**Your objective:**
Copy the stretch of the records from the line containing "Reviewer note: verify that every instance of the dark" through the line containing "<point>451,379</point>", substituting "Located at" for "Found at" and leaving everything else unchanged. Return only those lines.

**Supplied information:**
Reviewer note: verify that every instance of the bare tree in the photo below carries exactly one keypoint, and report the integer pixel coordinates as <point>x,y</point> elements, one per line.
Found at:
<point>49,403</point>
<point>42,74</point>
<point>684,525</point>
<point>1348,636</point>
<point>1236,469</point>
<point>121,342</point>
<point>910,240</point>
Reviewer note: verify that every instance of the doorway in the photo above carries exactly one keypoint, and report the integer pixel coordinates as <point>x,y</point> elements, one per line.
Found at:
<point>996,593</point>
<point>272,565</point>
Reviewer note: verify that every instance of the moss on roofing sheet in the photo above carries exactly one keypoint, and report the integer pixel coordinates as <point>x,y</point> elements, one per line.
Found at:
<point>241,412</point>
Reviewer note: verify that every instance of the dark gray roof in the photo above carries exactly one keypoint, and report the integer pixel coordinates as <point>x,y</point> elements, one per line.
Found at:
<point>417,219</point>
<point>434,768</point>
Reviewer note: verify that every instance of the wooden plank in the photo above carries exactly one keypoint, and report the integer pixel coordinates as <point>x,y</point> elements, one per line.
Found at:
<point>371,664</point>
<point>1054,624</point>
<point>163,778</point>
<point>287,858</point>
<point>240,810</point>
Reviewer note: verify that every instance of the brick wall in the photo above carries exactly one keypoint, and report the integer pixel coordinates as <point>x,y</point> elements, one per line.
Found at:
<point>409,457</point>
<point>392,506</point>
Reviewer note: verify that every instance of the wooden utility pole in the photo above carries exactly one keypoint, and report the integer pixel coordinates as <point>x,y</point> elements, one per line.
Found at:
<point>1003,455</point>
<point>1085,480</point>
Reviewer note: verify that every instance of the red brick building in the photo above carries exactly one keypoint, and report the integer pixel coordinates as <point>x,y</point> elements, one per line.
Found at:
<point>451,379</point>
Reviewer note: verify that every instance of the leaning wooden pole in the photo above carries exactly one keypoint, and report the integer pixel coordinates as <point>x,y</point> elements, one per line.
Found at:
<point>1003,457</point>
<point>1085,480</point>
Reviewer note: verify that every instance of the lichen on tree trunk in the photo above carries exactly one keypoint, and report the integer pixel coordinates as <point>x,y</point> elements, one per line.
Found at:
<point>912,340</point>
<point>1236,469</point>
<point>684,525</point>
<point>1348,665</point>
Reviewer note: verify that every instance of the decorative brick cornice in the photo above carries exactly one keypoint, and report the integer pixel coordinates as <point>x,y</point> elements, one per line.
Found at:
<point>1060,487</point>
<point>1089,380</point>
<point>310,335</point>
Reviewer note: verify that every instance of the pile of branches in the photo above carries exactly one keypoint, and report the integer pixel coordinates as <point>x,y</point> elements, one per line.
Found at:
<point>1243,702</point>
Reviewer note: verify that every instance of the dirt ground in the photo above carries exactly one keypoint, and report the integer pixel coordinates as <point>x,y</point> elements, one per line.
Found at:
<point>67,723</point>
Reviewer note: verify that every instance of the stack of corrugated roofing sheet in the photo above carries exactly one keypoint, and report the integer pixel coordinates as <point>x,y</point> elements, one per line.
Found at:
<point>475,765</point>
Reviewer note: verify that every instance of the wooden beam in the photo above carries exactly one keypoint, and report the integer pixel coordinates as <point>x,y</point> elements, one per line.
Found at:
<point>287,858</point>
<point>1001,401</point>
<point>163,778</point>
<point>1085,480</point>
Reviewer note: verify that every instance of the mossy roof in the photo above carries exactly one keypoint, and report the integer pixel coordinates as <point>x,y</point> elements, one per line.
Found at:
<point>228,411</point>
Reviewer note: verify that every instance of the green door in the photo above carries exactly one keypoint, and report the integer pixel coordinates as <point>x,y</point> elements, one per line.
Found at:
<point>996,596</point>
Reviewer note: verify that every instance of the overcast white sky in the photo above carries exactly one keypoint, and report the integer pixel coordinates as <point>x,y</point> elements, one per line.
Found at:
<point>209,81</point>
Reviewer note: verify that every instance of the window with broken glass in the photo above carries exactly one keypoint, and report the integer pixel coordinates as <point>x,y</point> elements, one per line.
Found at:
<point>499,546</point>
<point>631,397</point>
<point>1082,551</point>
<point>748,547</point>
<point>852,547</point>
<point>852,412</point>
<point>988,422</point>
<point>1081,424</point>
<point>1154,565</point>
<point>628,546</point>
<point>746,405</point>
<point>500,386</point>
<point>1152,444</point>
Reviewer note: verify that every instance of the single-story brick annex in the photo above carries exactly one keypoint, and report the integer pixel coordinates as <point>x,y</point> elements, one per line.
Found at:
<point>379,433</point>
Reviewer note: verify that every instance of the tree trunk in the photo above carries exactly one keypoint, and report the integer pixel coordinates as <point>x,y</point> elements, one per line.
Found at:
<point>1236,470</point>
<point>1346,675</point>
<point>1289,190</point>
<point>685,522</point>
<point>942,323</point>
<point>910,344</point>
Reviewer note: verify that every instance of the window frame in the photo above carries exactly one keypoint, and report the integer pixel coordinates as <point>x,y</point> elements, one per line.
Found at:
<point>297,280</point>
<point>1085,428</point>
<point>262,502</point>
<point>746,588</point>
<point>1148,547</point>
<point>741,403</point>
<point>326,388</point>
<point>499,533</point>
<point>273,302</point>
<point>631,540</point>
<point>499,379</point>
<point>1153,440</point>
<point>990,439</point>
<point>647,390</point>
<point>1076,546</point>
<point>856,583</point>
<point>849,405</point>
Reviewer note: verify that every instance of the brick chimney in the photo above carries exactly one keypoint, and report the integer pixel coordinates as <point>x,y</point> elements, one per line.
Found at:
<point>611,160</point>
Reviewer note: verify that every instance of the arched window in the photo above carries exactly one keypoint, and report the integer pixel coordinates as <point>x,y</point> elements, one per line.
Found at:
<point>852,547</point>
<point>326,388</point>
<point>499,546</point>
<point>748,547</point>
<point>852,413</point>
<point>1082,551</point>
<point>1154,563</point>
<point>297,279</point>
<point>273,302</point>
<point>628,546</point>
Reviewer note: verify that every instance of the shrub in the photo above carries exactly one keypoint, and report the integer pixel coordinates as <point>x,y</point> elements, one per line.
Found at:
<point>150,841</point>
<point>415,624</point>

**Task solution:**
Reviewer note: verify that every instance of the dark gray roof in the photo above carries exactly one keypoint, and report the integer pixel coordinates as <point>x,y</point> elements, one per line.
Located at:
<point>417,219</point>
<point>434,768</point>
Reviewer note: verify that every instance of the wooden plank in the photo above carries exactly one keypoint, and report the integer pixel coordinates as <point>x,y</point> elements, one per line.
Located at:
<point>371,664</point>
<point>1054,624</point>
<point>163,778</point>
<point>287,858</point>
<point>240,810</point>
Reviewer note: verify that every instance of the brick wall in the photo above carries exactly one keypoint, and report the integer pixel coordinates as <point>x,y</point> elements, one per line.
Located at:
<point>409,457</point>
<point>392,506</point>
Reviewer note: verify that every instance of the wooden utility pole in the photo above carries exactly one keypoint, and report the integer pixel coordinates as <point>x,y</point> elements, one per line.
Located at:
<point>1003,455</point>
<point>1085,480</point>
Reviewer note: verify that every instance of the red brick building in the photo above carries exactly one keypoint, and report the integer pixel coordinates as <point>x,y</point> elements, one per line.
Located at:
<point>451,379</point>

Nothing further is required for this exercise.